• [THE EXERCISE]
Could you output every line of the items below as a JSON list of strings, one string per line, skipping blank lines? Leave the pictures out.

• [Coordinate annotation items]

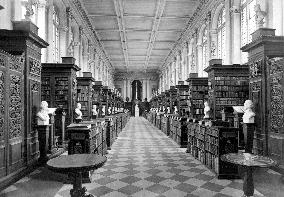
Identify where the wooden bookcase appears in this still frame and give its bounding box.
[92,81,103,119]
[187,122,238,178]
[187,76,208,120]
[169,86,177,114]
[176,84,189,117]
[0,19,48,190]
[77,72,95,120]
[41,57,80,141]
[205,59,249,120]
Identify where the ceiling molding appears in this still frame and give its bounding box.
[69,0,113,68]
[160,0,225,70]
[113,0,129,70]
[145,0,166,70]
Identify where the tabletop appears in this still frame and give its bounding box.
[47,154,107,172]
[221,153,277,167]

• [WRITTEN ANSWER]
[
  "Identify where the wooden bookcase appears in this still frame and give its bounding box.",
  "[92,81,103,119]",
  "[187,122,238,178]",
  "[187,76,208,120]",
  "[169,86,177,114]",
  "[176,84,189,117]",
  "[0,19,48,190]",
  "[77,72,95,120]",
  "[41,57,80,141]",
  "[205,59,249,120]",
  "Identify where the ceiling molding appears in this still frame and give its bounding box.",
  "[69,0,113,68]",
  "[160,0,225,70]",
  "[113,0,129,70]",
  "[145,0,166,70]",
  "Identify where the tabletop appears in this still frame and give its bounding box.",
  "[47,154,107,172]",
  "[221,153,277,167]"
]